Extract
While the parent star is the source of light that will make any planet visible, its glare is between a million and 10 billion times brighter than the faint little speck we are looking for. Therefore, any detailed study of extrasolar planets will require methods to cover up or otherwise control the glare of the parent star so that we can study its immediate surroundings.

Another challenge stems from the fact that, compared to the separation between most things in the universe, planets are located extremely close to their parent stars. For this reason, we need very high resolution to separate the planet from its nearby host.

The following is an overview of several techniques in development that could overcome these obstacles and make extrasolar planet imaging a reality.


Originally invented to study the Sun, a coronagraph is a telescope designed to block light coming from the solar disk, in order to see the extremely faint emission from the region around the Sun, called the corona. It was invented in 1930 by B. Lyot to study the Sun's corona at times other than during a solar eclipse. The coronagraph, at its simplest, is an occulting disk in the focal plane of a telescope or out in front of the entrance aperture that blocks out the image of the solar disk, and various other features to reduce stray light so that the corona surrounding the occulting disk can be studied.

However, this technology is now being refined and adapted for the purpose of studying the region around distant stars in search of planets themselves or spectral evidence of planets. One challenge with this approach lies in the diffraction of light around the edges of the occulting shape, which detracts greatly from the potential angular resolution of the image.

The diffraction pattern of a simple round telescope, for example, is a series of concentric rings with a bright central spot. Blocking the light from a star in order to see an orbiting planet requires suppressing the first several bright rings without blocking out the planet. By using a different shape, the diffraction pattern can be controlled so that the starlight is much dimmer closer to the center in some areas, and brighter in others. The telescope can be rotated about its line-of-sight so that the planet image passes in an out of the regions where the starlight is dim.

Managing this diffraction pattern isn't too difficult -- there are a number of options available to accomplish this. So, the technologies under study include various tricks to block out as much of the starlight as possible, while managing the diffraction pattern such that the planet can be seen peeping out from beyond the diffraction bands.

One idea is to make the aperture square, instead of round, and use a cross for the occulting shape. The diffraction bands are thus perpendicular to the aperture edges, and a planet could be visible in the diagonal areas of the field where the diffraction pattern is somewhat suppressed.

Tasks for this exercise
(A) Reproduce the passage on imaging extrasolar planets word for word, from "The following is" up to and including "can be studied.".
(B) List every number that appears in the passage on imaging extrasolar planets.
(C) Write what comes next in the passage on imaging extrasolar planets, picking up after its final sentence.

Entries taken from a collection
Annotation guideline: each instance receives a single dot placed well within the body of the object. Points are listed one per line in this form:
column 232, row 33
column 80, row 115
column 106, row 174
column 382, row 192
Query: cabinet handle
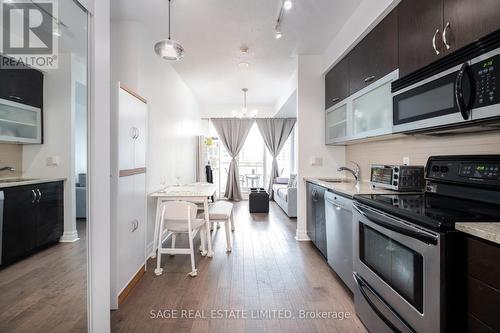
column 369, row 79
column 434, row 42
column 445, row 39
column 16, row 97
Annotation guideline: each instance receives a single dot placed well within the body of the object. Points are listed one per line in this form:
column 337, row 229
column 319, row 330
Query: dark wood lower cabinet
column 33, row 217
column 483, row 295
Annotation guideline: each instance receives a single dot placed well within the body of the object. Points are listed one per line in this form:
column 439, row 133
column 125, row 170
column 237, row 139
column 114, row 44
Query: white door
column 126, row 130
column 131, row 227
column 140, row 123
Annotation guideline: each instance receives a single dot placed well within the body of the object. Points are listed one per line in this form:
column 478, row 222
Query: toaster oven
column 407, row 178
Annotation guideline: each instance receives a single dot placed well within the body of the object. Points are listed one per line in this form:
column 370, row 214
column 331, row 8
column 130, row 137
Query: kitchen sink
column 333, row 180
column 16, row 180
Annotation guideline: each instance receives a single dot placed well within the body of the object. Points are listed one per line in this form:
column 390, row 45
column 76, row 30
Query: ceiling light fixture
column 244, row 111
column 169, row 49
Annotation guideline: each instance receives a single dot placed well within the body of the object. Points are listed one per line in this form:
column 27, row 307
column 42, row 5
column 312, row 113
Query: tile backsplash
column 419, row 148
column 11, row 155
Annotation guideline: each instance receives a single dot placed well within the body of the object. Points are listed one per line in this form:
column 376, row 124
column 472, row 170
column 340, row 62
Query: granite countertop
column 347, row 187
column 487, row 230
column 18, row 181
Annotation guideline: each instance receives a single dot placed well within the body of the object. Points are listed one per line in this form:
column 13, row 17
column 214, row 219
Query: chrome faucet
column 355, row 172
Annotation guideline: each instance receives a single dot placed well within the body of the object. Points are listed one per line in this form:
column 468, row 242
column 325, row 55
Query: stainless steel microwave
column 466, row 94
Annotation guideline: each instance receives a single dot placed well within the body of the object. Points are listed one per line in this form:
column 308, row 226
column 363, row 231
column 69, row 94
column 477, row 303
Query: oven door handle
column 362, row 285
column 463, row 106
column 413, row 233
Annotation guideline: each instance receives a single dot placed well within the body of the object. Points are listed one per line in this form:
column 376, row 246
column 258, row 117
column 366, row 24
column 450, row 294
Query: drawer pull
column 369, row 79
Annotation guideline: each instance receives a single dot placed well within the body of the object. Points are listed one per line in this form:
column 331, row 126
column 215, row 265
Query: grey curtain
column 275, row 131
column 233, row 133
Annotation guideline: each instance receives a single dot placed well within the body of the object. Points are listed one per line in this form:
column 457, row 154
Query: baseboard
column 301, row 236
column 133, row 282
column 69, row 237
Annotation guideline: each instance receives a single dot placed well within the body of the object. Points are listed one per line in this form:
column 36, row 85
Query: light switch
column 316, row 161
column 53, row 160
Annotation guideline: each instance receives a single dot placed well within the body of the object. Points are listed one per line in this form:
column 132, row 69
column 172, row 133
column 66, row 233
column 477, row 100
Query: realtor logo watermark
column 28, row 35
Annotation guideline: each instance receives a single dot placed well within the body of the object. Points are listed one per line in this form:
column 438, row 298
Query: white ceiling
column 212, row 32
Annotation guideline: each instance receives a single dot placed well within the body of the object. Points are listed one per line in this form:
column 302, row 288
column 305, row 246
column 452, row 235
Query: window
column 254, row 161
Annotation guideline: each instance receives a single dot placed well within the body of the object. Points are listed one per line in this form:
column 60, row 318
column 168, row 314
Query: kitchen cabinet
column 483, row 285
column 316, row 223
column 336, row 123
column 466, row 21
column 364, row 115
column 419, row 22
column 33, row 217
column 431, row 29
column 22, row 86
column 337, row 83
column 376, row 55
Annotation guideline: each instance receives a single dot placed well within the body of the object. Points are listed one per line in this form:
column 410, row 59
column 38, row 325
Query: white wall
column 58, row 136
column 173, row 111
column 311, row 137
column 368, row 14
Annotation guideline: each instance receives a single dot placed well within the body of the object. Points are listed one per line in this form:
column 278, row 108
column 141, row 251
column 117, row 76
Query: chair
column 222, row 211
column 179, row 217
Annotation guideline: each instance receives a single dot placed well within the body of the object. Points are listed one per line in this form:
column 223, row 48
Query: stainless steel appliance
column 2, row 197
column 464, row 94
column 398, row 177
column 409, row 261
column 338, row 212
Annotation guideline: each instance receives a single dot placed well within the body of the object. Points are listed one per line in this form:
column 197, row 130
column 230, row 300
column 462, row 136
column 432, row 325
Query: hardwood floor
column 46, row 292
column 267, row 270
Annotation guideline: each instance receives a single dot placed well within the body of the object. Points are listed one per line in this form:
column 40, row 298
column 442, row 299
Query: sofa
column 285, row 195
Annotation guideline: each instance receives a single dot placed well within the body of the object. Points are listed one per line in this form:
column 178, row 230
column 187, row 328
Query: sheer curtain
column 275, row 132
column 233, row 133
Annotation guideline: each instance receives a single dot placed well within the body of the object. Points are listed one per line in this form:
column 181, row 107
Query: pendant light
column 169, row 49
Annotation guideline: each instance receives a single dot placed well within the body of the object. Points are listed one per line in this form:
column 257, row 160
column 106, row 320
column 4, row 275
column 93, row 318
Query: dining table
column 196, row 193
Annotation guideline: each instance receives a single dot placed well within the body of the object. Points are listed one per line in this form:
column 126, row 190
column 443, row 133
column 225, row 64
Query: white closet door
column 126, row 132
column 140, row 122
column 131, row 227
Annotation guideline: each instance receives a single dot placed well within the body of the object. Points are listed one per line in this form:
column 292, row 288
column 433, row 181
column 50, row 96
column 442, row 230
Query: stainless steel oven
column 463, row 95
column 397, row 270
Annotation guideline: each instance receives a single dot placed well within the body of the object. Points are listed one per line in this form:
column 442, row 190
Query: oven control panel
column 485, row 74
column 483, row 170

Answers to the exercises
(A)
The following is an overview of several techniques in development that could overcome these obstacles and make extrasolar planet imaging a reality.


Originally invented to study the Sun, a coronagraph is a telescope designed to block light coming from the solar disk, in order to see the extremely faint emission from the region around the Sun, called the corona. It was invented in 1930 by B. Lyot to study the Sun's corona at times other than during a solar eclipse. The coronagraph, at its simplest, is an occulting disk in the focal plane of a telescope or out in front of the entrance aperture that blocks out the image of the solar disk, and various other features to reduce stray light so that the corona surrounding the occulting disk can be studied.

(B) a million, 10 billion, 1930

(C)
Other proposed solutions for dealing with scattered light within the telescope include novel-shaped apertures, odd-shaped pupils, pupil masks to suppress some of the diffraction, and deformable mirrors.

A more critical issue for TPF is wavefront control, which must be mastered in order for a visible-light TPF to work. This includes correcting for imperfections in the optics, which scatter light and degrade image contrast.

To appreciate the difficulty the phenomenon of diffraction presents to the development of a coronagraph technology for studying other solar systems, see Find out More: A closer look at diffraction .

Another possibility is to combine techniques of coronagraphy with interferometry. A coronagraph could also incorporate a spectrometer, so that chemical signs of life could be sought within the light reflected from a planet.

Interferometers and nulling

An alternative way to get a picture of a distant planet is to replace one large mirror with a number of smaller mirrors and combining their light in a process called interferometry.

Using optical interferometers to study distant planets would allow for smaller mirrors, which can obtain a resolution equal to a single telescope as big as the largest separation between the individual telescopes.

To get enough of this information to build up a good picture, the interferometer must rotate around to different relative positions and repeat the "exposures." As well as taking a picture, an interferometer can obtain spectra of the targets it is looking at.

Interferometers provide extremely good angular resolution. That means they are very good at sorting out which light waves come from which part of the star system. Additionally, an interferometer can be "tuned" so that the light coming from the exact center in the field of view (where the star is) will be blanked out or nulled, while the light from any other area will be viewed normally.

The Keck Interferometer, for example, will use nulling techniques to search for planets around other stars.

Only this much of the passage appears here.